▶ Trecho para leitura
◇ ◇ ◇ ◇ ◇

A história de mortes não explicadas no Brasil não é recente e tem as mais diversas causas oficiais. Um recorte temporal curto vai trazer à memória Teori Zavascki, ministro do STF (acidente aéreo), Marcelo Cavalcante, secretário do governo de Yeda Crusius no Rio Grande do Sul (suicídio), e muitos outros nomes, cuja listagem é desnecessária. No governo Jair Bolsonaro, porém, o número de pessoas que morrem assassinadas é impressionantemente alto. Todas essas mortes, seja qual for a causa apontada nos inquéritos, têm em comum o fato de invariavelmente não serem alvos de investigações sérias.

Não é nenhum equívoco dizer que o bolsonarismo é uma máquina de guerra. As centenas de milhares de pessoas que perderam parentes e amigos/as pela Covid podem dar testemunho disso. Muitas dessas mortes poderiam ter sido evitadas, caso a política do governo central fosse efetiva no combate à doença e não na sua propagação.

◇ ◇ ◇ ◇ ◇

(Entradas de dados armazenados)
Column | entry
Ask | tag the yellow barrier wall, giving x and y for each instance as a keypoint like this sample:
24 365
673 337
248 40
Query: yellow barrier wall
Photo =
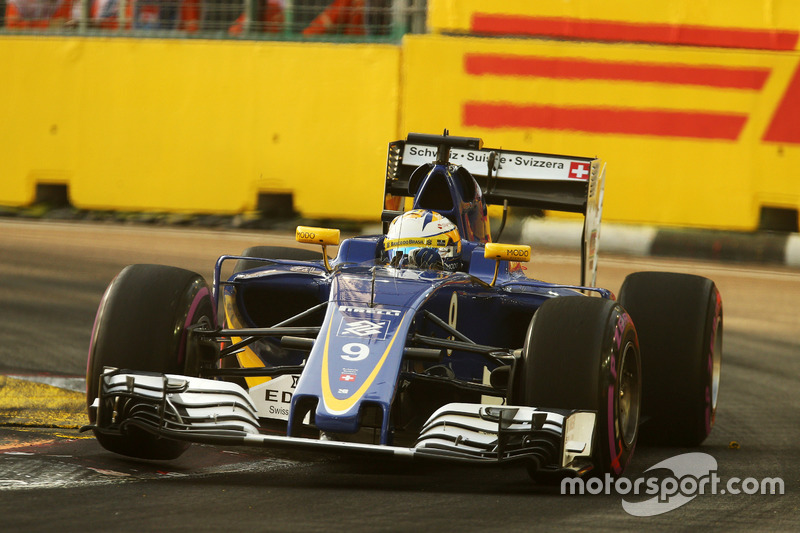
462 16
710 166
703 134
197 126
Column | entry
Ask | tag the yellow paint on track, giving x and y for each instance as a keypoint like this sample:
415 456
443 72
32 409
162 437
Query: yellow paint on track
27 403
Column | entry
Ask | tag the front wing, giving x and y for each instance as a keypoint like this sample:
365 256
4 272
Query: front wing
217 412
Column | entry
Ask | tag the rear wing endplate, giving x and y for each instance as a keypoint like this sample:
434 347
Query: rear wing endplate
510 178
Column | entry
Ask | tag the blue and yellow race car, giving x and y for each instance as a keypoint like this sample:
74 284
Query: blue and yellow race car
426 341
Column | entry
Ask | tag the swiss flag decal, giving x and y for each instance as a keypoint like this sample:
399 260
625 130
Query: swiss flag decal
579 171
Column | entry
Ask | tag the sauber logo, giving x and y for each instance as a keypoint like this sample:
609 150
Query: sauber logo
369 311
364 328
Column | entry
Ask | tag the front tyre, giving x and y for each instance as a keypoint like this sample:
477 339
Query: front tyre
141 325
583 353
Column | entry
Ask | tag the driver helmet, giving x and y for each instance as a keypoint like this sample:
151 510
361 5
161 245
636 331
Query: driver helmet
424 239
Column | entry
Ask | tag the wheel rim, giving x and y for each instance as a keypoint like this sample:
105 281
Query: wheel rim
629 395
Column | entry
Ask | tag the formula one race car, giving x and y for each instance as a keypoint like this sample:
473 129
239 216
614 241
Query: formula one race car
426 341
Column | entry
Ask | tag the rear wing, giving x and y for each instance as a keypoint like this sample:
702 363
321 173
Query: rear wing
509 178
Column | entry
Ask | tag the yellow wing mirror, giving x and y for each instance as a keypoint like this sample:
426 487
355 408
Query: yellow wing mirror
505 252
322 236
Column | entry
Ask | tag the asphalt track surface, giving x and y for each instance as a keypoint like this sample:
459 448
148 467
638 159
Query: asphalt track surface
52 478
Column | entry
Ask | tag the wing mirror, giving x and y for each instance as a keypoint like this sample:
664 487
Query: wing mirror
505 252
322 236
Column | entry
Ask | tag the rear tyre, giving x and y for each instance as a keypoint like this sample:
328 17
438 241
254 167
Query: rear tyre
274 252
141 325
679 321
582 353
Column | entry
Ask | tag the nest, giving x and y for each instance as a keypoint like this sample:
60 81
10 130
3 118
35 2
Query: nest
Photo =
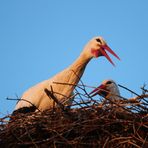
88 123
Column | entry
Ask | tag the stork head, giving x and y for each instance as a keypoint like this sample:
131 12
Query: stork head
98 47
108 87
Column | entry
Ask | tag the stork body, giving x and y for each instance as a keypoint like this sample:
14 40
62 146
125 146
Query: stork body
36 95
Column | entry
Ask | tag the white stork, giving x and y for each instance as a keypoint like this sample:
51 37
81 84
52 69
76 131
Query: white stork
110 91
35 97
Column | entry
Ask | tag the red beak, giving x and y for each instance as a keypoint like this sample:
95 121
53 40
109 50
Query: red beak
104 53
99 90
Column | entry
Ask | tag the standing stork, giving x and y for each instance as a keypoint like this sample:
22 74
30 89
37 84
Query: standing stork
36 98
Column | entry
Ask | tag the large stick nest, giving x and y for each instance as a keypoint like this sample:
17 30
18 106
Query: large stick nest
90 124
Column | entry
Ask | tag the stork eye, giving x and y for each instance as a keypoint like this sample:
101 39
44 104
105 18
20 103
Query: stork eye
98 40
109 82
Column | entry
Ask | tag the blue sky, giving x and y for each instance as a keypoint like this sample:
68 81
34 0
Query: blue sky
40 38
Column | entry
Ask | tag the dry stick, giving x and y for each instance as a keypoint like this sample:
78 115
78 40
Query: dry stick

◇ ◇ ◇ ◇ ◇

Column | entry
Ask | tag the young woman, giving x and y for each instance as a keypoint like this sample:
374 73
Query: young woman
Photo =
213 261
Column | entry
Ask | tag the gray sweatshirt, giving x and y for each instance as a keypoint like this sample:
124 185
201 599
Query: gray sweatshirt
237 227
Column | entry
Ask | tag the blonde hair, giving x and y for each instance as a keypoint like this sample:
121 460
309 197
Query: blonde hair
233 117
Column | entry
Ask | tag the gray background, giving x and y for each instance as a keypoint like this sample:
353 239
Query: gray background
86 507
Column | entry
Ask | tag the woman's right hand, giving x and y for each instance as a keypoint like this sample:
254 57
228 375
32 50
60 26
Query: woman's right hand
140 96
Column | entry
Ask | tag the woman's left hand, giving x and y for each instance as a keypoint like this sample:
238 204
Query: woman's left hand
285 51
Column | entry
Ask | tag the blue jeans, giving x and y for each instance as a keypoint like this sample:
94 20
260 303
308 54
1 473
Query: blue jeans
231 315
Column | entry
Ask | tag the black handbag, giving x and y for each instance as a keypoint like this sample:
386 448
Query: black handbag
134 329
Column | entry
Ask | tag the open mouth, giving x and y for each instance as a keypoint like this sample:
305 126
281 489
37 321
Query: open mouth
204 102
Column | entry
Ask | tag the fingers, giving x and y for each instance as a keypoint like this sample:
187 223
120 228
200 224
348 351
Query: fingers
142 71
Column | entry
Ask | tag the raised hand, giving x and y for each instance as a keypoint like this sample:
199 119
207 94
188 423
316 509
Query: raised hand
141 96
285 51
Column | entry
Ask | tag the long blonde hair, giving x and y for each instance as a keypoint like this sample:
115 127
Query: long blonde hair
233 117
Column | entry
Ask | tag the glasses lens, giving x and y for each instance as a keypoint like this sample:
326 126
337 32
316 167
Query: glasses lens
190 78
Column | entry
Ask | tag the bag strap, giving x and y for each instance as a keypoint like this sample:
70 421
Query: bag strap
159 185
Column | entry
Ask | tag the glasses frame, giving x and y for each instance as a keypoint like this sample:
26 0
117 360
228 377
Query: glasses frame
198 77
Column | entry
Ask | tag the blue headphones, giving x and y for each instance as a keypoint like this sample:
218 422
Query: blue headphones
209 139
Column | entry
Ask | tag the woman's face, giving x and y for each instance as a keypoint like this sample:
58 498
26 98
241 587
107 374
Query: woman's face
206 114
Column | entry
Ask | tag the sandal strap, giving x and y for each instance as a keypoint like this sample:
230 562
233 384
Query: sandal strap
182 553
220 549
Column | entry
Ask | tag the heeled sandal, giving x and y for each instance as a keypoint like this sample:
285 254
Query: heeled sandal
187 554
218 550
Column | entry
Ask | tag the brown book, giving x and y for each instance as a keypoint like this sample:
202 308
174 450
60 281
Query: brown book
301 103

◇ ◇ ◇ ◇ ◇

▶ Lista de exercícios
A - Segundo o trecho sobre mortes não explicadas no Brasil, qual foi a causa oficial apontada para a morte de Teori Zavascki?
B - Reescreva a parte do trecho sobre mortes não explicadas no Brasil que começa em "Não é nenhum" e termina em "na sua propagação.", trocando "máquina de guerra" por "máquina de morte".

▶ Gabarito
A - Acidente aéreo.

B -
Não é nenhum equívoco dizer que o bolsonarismo é uma máquina de morte. As centenas de milhares de pessoas que perderam parentes e amigos/as pela Covid podem dar testemunho disso. Muitas dessas mortes poderiam ter sido evitadas, caso a política do governo central fosse efetiva no combate à doença e não na sua propagação.